===== Текст страницы

Он перегнулся через стол:
— Жаловаться пойдешь? А я скажу, что этого не было. Мне поверят, а тебе нет.
Для меня это было таким потрясением, что я тут же кинулся в райком партии, написал заявление, где изложил все и закончил: «С этим человеком в одном театре я работать больше не могу». Тогда я верил в высшую справедливость.
— Взяли и накатали бумагу не на кого-нибудь, а на зятя главы государства. Хотелось бы понять природу поступка — смелость или глупость?
— Наивность. Она даже сейчас сохранилась. И сейчас бывают моменты, когда я совершенно не могу перенести несправедливости, отчего способен наделать глупостей. У Константина Симонова, помните, в книге «Последнее лето». Вот он точно усек, когда писал, как генерал Серпилин (его в кино играл Папанов) пошел к Сталину, чтобы все тому выложить начистоту. «Серпилин, выходя из кабинета, вдруг отчетливо понял, что жаловаться некому». А я верил, что есть кому.
— И чем ваше «хрущевское» дело кончилось?

==========
===== Выдержки из материала

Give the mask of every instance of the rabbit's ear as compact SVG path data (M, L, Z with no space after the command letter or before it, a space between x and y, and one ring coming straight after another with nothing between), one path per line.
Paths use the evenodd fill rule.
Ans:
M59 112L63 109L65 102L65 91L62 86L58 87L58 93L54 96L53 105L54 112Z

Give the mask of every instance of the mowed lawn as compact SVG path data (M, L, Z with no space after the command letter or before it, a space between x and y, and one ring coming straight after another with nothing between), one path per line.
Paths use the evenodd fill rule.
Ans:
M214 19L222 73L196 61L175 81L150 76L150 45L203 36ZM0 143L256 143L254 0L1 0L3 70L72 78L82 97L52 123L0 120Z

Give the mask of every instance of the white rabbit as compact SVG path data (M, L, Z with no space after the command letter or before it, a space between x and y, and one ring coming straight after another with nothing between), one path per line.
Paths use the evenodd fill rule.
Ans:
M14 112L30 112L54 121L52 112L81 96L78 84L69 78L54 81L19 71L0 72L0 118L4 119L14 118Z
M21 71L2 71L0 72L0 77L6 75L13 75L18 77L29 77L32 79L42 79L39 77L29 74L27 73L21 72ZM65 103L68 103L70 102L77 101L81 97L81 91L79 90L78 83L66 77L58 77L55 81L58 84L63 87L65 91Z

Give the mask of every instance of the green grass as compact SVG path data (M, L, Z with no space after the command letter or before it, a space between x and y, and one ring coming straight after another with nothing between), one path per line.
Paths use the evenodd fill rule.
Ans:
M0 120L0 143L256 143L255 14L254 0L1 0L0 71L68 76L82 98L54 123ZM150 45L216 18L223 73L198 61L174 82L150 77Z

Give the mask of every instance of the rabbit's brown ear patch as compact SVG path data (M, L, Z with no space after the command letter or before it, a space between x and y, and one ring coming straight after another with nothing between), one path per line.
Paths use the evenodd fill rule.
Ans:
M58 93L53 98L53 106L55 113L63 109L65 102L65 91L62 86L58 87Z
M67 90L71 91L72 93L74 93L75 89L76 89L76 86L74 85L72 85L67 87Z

==========

● Задание 1:
Кто, согласно тексту страницы, играл генерала Серпилина в кино?
● Задание 2:
Напишите продолжение текста страницы, начиная сразу после его последней реплики.

● Ответ на задание 1:
Папанов.

● Ответ на задание 2:
— Тем, что меня каждый день стали вызывать в райком и просили забрать заявление. А бумага-то отдана. Надо реагировать. Горком, обком, наконец меня вызвали в ЦК компартии Украины. В большом кабинете маленький человечек усадил меня рядом с собой и полчаса расспрашивал про дела театра, ни слова не говоря о моем деле. После этого меня на черной машине отвезли в театр. Главная театральная сплетница Киева раззвонила всему городу, что меня «доставили». Историю попросту закрыли. Но в Киеве я работать не смог. Хрущевский зять сгноил бы меня. И тут я получил приглашение от нашего замечательного худрука Киевского театра, Константина Хохлова, перебравшегося в Питер, приехать в БДТ (Большой Драматический театр. — М.Р.).